● **Problem description**
Print each entry exactly, all the way through.

Spatial localization data:

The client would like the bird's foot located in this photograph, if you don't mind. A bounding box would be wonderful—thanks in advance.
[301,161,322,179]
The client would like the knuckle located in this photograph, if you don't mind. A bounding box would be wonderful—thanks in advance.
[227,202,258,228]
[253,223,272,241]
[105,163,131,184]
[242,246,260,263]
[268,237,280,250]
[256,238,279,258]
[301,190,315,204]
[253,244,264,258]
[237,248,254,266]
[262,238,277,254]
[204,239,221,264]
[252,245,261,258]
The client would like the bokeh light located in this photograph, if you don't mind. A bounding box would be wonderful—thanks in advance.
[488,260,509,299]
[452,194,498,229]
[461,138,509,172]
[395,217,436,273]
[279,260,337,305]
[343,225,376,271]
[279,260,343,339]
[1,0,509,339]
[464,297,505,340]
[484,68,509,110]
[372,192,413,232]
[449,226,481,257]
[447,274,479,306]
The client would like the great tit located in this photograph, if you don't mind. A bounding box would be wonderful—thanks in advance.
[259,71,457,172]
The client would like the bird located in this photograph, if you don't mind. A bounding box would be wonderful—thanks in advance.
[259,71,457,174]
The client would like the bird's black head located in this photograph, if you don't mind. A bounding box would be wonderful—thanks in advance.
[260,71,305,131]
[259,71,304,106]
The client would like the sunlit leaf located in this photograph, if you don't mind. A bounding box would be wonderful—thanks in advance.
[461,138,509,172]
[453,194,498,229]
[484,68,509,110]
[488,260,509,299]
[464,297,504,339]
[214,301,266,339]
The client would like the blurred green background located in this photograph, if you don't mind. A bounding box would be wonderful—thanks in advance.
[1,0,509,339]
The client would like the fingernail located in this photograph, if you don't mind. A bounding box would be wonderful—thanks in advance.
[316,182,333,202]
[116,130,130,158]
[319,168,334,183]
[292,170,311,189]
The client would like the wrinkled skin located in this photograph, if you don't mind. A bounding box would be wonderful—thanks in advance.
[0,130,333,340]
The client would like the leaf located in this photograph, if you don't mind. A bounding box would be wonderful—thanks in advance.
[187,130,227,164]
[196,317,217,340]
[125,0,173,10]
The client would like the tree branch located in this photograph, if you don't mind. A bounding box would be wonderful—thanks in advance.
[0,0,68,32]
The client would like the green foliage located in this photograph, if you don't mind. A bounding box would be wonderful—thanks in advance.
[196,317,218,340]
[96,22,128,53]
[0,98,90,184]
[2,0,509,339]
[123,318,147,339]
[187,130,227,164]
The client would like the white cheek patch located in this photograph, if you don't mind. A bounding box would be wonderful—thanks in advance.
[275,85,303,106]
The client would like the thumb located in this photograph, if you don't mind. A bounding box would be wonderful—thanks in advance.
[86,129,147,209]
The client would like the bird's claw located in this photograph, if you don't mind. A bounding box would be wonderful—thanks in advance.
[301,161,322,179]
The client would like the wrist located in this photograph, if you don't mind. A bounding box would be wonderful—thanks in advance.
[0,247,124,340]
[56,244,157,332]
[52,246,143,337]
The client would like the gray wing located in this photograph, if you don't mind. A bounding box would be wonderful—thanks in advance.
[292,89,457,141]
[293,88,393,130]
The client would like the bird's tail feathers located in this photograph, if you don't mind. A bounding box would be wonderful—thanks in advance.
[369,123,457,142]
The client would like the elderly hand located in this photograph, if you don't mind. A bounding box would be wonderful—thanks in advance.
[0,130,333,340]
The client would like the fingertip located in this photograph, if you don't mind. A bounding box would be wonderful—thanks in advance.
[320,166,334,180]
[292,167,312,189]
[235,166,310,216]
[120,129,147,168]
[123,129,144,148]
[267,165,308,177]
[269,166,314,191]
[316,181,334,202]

● **Written reply**
The client would like the bird's foot located in this photograph, if you don't mind. A bounding box would be wonderful—thanks in advance.
[301,161,322,179]
The client would like the knuckle located in this photograph, if you don't mind. A bounding box would be wonderful—thanks in advance.
[227,202,258,228]
[253,223,272,241]
[105,163,131,184]
[242,246,260,263]
[268,237,280,250]
[256,238,279,258]
[301,190,315,204]
[253,244,264,258]
[237,248,254,266]
[262,238,277,254]
[204,239,221,264]
[252,245,261,258]
The client would like the bokeh light located in this photograph, if you don't mind. A bounding box would be wonderful—thanks in advance.
[488,260,509,299]
[452,194,498,229]
[461,138,509,172]
[395,217,436,273]
[279,260,337,305]
[343,225,376,271]
[279,260,343,339]
[1,0,509,339]
[464,297,505,340]
[484,68,509,110]
[372,192,413,232]
[449,226,481,257]
[447,274,479,306]
The client would like the great tit located in this photograph, if you don't mind. A bounding box would be wonderful—thanks in advance.
[259,71,457,172]
The client would like the bird located in this photograph, if you don't mind. A bounding box would be wonderful—thanks in advance.
[259,71,457,174]
The client would like the bird's black head located in this photograph, if you don't mind. A bounding box would be wonderful—thanks in advance.
[260,71,305,131]
[259,71,304,106]
The client would like the sunlit leaf located in this photograph, if you don't mind. A bounding box would be wonderful—thanks in advance.
[461,138,509,172]
[453,194,498,229]
[484,68,509,110]
[488,260,509,299]
[464,297,504,339]
[214,301,266,339]
The client would like the blurred green background located in this photograph, if you don't mind. A bounding box would be wonderful—thanks in advance.
[1,0,509,339]
The client would like the fingernail located in this photograph, if you don't mind. A bounding box would be wonderful—thanks in advance.
[316,182,333,202]
[116,130,130,158]
[319,168,334,183]
[292,170,311,189]
The client would like the wrinkled skin located in this photograph, if you don't mind. A bounding box would be wonderful—thanks in advance.
[0,130,333,340]
The client would like the leaf located in this photograph, if you don't mind. A bounding box would be wonderful—thanks in advance.
[187,130,227,164]
[196,317,217,340]
[125,0,173,10]
The client would like the tree branch located in this photograph, if you don't mind. A bounding box would be wonderful—thanks in advance.
[0,0,68,32]
The client would like the green foliage located in this photograph, if you don't mind. A bounding box would be wonderful—thanks in advance.
[196,317,218,340]
[96,22,128,53]
[0,98,90,184]
[2,0,509,339]
[123,318,147,339]
[187,130,227,164]
The client would like the white cheek patch located in this photograph, if you don't mind. A bounding box would be wonderful—thanks in advance.
[275,85,303,106]
The client would like the thumb located in this photograph, if you don't mind. A bounding box would be wonderful—thanks in advance.
[86,129,147,209]
The client would like the bird's claw located in this photograph, if you don't mind. A bounding box would be wonderful—thanks in advance.
[301,161,322,179]
The client would like the wrist located in this photograph, if you don't mind. A bounding box would be wonderful—thanks in advance.
[0,247,124,340]
[56,244,157,332]
[52,246,143,337]
The client would like the gray wing located in this photograph, if you don't mind. A bounding box would be wonderful—thanks in advance.
[292,89,457,141]
[293,88,393,130]
The client would like the bird's tail feathers located in this photograph, if you don't mind. A bounding box would be wonderful—thanks in advance.
[369,123,457,142]
The client would like the elderly hand located in this photograph, if you don't mind. A bounding box would be wonderful—thanks in advance.
[0,130,333,340]
The client would like the fingertip located in this photograph, if you don't mind. A bounding box would be wonderful—thanks in advance.
[320,166,334,180]
[292,167,312,189]
[235,166,310,216]
[120,129,147,168]
[123,129,144,148]
[267,165,308,177]
[269,166,314,191]
[316,181,334,202]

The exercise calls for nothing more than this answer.